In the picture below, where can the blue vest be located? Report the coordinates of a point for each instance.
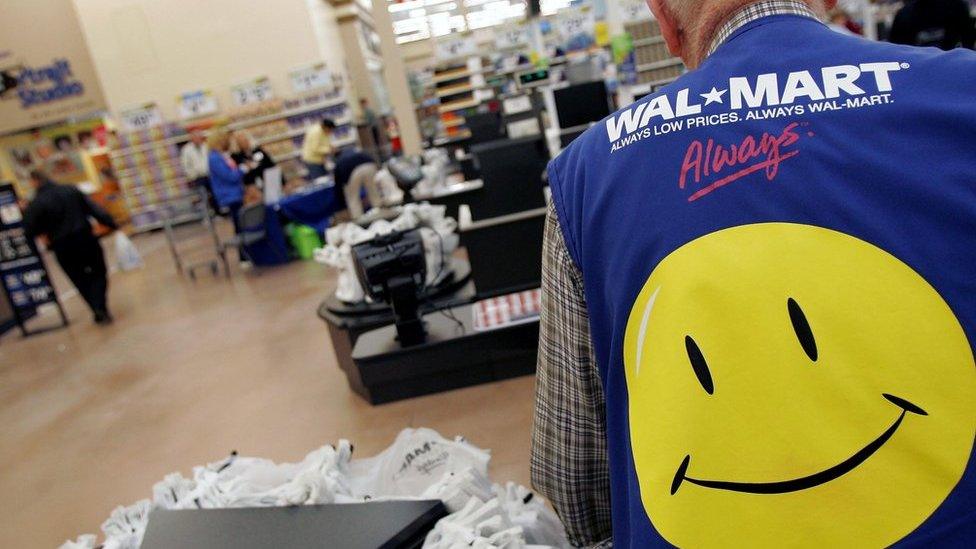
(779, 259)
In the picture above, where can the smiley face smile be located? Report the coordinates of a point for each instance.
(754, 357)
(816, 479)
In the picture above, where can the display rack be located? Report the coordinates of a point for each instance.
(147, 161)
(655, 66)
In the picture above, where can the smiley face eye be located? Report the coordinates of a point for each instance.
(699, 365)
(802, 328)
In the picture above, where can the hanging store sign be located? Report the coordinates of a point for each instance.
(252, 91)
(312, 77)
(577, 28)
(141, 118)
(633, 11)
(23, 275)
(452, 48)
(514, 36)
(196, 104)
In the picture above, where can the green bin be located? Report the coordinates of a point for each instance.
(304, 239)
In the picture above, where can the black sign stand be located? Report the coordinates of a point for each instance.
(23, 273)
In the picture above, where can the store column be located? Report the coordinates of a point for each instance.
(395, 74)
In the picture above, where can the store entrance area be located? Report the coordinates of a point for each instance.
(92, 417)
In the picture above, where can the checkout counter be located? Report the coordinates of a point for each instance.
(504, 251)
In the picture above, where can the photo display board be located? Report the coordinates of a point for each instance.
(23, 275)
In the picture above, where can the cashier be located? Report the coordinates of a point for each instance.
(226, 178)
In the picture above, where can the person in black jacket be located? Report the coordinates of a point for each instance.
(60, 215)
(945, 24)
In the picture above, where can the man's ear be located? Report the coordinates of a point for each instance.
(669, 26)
--
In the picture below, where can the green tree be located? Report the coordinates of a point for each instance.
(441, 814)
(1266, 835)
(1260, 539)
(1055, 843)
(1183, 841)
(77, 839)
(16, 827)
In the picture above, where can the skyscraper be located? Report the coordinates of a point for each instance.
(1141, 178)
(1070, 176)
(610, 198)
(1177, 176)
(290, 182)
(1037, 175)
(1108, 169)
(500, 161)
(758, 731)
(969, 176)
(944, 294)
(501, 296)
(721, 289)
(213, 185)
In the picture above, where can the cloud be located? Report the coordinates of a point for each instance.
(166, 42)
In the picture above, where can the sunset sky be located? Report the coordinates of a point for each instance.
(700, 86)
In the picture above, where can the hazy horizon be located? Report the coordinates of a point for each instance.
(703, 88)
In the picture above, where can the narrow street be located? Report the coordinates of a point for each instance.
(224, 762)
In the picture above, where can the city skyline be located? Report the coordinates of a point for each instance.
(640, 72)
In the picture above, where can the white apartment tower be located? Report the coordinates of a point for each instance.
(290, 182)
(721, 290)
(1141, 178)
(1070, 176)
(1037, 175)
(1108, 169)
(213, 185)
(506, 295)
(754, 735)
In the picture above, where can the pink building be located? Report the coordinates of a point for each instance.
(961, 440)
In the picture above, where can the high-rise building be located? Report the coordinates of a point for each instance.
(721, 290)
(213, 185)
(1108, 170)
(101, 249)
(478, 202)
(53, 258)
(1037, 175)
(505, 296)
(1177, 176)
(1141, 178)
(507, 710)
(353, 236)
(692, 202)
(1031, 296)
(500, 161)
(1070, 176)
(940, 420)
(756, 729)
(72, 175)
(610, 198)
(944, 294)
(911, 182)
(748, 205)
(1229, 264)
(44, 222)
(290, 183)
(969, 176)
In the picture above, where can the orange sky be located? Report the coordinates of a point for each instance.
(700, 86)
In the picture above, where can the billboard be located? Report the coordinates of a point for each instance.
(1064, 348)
--
*Task requirements*. Reproduce everything from the line containing "In the picture above, where can the billboard" down to the line containing "(1064, 348)", both included. Keep the wording of the entries unchanged, but scale every coordinate in the answers by 0.8, rounding to whole numbers with halves going up.

*Task response*.
In the picture above, where can the billboard be located? Report the coordinates of a point for each instance.
(851, 278)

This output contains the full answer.